## [ЗАДАНИЯ]
**a.** Сколько коров на ферме в селе, согласно отрывку о селе Рудня-Осошня?
**b.** Продолжите отрывок о селе Рудня-Осошня с того места, на котором он заканчивается.

## [ПРЕДЛОЖЕННЫЙ ОТРЫВОК]
Узнала я и о том, что в селе есть ферма – 86 коров. И откормочный пункт крупного рогатого скота – 113 голов. Годовой план колхоз «Красное Полесье» выполнил в первом полугодии на 113 процентов.

Если раньше с гектара здесь собирали 10–13 центнеров зерновых, то теперь – 18.

Чем больше рассказывали мне женщины, тем больше я убеждалась, что здесь творится преступление. Преступление власти перед людьми. Не поэтому ли меня не пустили сюда в командировку?

Оказалось, что от новостроящегося детского сада села Рудня-Осошня до выселенных и огороженных колючей проволокой сел Киевской области Бобер и Владимировка – рукой подать. Поля же просто упираются в колючие заграждения. Неподалеку – село Голубиевичи. В нем, как сказали мне женщины, построили новые дома. Но люди из выселенных сел туда не переехали. Некоторое время они пустовали, а затем их заняли – свои же колхозники. Отсюда до чернобыльского реактора – 60 километров. До тридцатикилометровой мертвой зоны – 30.

Сегодня села Рудня-Осошня больше нет. Через четыре года после взрыва правительство решило его срочно выселить. Срочно – после стольких лет обмана! Преступного обмана.

## [ДАННЫЕ]
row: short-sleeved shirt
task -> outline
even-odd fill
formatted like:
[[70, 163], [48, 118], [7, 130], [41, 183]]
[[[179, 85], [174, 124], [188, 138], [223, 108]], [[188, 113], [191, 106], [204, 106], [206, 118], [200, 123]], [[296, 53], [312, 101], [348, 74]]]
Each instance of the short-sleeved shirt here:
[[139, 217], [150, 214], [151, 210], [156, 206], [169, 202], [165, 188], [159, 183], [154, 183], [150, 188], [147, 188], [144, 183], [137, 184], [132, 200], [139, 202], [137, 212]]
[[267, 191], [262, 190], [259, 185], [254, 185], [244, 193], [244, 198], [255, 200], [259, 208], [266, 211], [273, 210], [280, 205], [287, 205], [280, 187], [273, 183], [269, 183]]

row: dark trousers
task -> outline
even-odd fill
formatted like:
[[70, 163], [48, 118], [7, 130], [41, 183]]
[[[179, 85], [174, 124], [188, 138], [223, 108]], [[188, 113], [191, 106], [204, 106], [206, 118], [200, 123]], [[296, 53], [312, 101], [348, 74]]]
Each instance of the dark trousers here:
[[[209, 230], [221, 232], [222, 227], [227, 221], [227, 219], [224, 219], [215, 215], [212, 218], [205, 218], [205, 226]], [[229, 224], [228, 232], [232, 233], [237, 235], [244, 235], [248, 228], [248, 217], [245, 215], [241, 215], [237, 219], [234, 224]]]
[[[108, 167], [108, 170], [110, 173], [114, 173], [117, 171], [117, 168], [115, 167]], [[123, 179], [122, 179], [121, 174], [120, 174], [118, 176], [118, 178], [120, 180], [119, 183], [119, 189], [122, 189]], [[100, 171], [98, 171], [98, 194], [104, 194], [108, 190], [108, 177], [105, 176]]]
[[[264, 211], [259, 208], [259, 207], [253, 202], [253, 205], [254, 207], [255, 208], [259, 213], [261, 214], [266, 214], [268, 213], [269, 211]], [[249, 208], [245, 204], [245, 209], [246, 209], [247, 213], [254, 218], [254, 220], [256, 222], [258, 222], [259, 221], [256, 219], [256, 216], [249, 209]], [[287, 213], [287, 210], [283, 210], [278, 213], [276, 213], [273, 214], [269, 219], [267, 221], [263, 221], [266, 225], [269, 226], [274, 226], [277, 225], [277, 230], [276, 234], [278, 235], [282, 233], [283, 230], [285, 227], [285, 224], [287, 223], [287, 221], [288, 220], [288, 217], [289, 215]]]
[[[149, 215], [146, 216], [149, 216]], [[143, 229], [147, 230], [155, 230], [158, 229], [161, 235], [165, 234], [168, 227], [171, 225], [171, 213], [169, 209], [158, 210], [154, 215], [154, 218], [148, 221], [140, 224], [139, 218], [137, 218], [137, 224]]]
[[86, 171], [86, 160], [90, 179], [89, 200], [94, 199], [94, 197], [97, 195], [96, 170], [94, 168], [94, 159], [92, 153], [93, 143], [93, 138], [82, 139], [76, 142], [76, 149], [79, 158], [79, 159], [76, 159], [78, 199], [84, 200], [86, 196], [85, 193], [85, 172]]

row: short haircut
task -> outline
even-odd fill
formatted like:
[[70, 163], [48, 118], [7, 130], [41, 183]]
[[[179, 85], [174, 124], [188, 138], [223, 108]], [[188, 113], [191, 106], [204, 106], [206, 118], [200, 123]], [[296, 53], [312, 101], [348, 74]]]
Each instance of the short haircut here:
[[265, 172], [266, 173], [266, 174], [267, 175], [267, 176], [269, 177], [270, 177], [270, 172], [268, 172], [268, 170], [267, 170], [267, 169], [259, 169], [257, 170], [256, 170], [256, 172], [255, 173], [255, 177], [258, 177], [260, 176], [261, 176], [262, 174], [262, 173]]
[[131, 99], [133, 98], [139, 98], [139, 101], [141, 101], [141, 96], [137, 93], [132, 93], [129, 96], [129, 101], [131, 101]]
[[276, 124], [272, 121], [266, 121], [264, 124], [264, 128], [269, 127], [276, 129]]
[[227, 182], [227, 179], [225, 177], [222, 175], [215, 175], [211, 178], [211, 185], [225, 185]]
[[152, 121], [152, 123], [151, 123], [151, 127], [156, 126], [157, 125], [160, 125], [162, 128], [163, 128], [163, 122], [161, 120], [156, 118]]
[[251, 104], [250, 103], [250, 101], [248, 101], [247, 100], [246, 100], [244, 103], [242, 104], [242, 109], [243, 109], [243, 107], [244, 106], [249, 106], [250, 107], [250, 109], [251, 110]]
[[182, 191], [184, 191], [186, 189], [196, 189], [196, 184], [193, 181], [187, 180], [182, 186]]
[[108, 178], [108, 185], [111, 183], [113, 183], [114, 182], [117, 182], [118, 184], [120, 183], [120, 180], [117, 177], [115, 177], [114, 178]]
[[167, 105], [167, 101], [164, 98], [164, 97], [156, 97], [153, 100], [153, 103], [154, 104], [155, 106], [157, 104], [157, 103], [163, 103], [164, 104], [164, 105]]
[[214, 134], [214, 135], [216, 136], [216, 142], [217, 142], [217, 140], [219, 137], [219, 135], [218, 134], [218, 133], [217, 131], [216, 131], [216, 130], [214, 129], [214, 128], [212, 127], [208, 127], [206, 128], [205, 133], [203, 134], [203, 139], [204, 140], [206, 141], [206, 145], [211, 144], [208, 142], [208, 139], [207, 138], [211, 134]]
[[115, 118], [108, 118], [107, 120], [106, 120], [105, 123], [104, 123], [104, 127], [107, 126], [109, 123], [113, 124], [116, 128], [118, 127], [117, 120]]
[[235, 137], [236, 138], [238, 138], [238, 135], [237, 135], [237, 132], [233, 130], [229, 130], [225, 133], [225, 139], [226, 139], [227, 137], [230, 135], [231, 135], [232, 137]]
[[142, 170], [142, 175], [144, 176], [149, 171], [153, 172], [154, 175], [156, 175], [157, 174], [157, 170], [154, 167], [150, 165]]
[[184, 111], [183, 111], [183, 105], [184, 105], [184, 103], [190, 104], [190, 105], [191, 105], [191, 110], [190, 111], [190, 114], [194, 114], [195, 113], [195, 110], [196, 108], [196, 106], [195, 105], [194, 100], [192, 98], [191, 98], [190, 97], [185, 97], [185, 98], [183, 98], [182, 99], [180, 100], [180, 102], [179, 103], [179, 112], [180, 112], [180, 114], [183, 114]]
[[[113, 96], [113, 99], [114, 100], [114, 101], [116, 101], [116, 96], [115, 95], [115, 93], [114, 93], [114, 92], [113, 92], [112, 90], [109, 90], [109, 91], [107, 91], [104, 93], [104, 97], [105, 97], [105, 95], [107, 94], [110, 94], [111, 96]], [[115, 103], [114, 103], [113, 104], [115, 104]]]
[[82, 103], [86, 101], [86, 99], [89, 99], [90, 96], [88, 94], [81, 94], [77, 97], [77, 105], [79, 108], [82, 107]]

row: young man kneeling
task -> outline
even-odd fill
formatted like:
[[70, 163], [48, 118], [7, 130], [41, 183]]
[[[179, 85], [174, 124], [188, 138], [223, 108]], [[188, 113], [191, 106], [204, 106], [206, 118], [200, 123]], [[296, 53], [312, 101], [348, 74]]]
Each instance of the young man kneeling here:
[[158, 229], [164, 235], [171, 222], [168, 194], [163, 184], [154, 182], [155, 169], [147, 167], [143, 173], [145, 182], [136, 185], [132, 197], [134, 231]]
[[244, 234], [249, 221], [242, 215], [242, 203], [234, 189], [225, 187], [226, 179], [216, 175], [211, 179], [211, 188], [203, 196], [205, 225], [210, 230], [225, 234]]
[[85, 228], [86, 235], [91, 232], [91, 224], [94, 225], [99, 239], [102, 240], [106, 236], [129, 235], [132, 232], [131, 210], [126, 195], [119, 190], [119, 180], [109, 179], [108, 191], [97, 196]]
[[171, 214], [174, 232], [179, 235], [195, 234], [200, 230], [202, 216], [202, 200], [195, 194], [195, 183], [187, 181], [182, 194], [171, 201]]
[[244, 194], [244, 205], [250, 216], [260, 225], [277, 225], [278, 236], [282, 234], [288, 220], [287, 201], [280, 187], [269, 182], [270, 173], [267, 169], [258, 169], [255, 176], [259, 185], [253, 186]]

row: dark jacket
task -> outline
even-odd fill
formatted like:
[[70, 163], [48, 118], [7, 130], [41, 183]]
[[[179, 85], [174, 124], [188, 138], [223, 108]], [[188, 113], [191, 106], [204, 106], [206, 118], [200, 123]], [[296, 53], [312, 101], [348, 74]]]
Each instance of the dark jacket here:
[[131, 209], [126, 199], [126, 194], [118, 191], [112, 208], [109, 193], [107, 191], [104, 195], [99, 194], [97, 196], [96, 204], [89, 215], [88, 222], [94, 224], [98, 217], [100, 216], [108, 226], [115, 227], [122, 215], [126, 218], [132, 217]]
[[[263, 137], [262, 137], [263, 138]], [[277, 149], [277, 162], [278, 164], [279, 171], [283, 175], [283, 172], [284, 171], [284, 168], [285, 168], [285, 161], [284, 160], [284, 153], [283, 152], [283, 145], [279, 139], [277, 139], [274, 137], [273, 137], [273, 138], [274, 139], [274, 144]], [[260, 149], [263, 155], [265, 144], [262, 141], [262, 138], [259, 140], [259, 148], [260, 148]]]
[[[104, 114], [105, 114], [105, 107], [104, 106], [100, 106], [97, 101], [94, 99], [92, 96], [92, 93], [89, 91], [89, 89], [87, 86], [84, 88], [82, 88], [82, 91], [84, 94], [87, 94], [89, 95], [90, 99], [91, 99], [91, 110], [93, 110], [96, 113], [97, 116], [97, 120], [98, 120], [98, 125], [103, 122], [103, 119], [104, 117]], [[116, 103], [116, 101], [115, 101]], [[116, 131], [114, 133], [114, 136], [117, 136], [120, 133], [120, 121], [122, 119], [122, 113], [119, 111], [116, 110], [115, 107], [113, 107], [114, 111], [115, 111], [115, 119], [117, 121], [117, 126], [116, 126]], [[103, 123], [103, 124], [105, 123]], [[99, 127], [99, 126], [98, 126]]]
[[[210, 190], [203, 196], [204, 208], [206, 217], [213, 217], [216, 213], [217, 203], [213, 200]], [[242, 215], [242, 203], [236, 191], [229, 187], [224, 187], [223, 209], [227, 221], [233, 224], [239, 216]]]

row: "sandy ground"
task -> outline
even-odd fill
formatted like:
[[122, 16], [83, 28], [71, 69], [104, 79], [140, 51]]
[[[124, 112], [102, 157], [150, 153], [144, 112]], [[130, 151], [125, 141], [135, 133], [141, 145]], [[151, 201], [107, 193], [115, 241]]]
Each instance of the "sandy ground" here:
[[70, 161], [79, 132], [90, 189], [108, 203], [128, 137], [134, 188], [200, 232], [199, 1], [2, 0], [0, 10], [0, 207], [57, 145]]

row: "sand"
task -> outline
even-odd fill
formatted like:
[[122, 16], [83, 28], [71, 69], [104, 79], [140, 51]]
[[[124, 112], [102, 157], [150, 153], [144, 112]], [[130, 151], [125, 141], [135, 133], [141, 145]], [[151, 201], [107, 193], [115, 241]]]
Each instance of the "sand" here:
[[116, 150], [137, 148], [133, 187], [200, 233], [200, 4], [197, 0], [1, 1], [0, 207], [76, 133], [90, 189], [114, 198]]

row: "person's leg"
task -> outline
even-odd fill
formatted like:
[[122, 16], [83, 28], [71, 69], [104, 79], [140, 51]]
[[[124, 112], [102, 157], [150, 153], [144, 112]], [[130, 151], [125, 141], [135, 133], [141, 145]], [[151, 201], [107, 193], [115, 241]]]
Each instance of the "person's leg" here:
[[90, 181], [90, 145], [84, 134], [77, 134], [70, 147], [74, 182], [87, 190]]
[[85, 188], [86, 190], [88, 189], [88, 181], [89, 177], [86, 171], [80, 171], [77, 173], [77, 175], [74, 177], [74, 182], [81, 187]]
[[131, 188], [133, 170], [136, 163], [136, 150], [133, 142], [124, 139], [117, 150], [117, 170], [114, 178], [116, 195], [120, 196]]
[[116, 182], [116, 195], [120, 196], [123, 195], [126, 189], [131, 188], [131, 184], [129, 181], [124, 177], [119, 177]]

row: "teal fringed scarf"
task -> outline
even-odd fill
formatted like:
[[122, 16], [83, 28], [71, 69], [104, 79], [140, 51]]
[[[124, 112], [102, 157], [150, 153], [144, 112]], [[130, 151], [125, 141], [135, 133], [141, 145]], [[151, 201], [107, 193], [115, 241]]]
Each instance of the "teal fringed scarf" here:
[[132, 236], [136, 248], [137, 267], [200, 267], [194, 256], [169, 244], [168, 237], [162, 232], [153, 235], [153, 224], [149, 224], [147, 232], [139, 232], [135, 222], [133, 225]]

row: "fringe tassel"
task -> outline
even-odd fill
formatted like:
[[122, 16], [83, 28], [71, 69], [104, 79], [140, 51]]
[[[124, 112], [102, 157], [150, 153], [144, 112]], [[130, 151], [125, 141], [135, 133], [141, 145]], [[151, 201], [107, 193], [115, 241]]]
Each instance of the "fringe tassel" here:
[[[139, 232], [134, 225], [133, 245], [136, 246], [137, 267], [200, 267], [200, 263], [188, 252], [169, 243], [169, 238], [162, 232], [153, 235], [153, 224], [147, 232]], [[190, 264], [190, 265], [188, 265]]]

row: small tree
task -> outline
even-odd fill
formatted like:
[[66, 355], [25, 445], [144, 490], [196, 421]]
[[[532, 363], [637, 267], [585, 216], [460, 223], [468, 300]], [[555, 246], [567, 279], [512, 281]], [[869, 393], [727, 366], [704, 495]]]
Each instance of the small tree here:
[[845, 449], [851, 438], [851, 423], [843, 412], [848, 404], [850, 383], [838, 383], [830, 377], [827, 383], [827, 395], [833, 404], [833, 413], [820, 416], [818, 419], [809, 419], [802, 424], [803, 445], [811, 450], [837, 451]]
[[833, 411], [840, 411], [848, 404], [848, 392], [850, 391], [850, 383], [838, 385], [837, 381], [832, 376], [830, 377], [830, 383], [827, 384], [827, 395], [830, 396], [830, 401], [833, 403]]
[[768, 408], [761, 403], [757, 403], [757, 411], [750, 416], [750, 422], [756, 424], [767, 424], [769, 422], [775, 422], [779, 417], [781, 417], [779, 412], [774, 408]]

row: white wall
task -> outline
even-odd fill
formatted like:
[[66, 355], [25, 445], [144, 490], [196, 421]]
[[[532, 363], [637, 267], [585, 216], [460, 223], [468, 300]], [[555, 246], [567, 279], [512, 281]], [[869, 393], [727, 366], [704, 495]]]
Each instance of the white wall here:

## [ОТВЕТЫ К ЗАДАНИЯМ]
**a.** 86 коров.

**b.**
Тогда я сказала сама себе, что я продолжу, чего бы это мне ни стоило, свое журналистское расследование и напишу обо всем увиденном и услышанном. Только гласность могла спасти этих людей. Несмотря на то что гласность объявили у нас в 1985 году, с приходом к власти Михаила Горбачева, ею в этих краях и не пахло.

Целый месяц каждый уик-энд после моего тайного от редакции визита в радиационную Рудню-Осошню мы с мужем ездили на наших «Жигулях» по селам Народичского района. Это были тяжелые встречи с потерянными, раздавленными, обманутыми людьми. С тех пор прошло двадцать пять лет, но ни одну из тех встреч я не забыла, потому что ни одну из тех исповедей забыть просто невозможно. Исписанные тогда блокноты, кровоточащие, как память очень старых людей, ничего уже, кроме смерти, не ожидающих от жизни, я храню в своем чернобыльском архиве.

Глава 2

«СТОЙ! ОПАСНО ДЛЯ ЖИЗНИ!»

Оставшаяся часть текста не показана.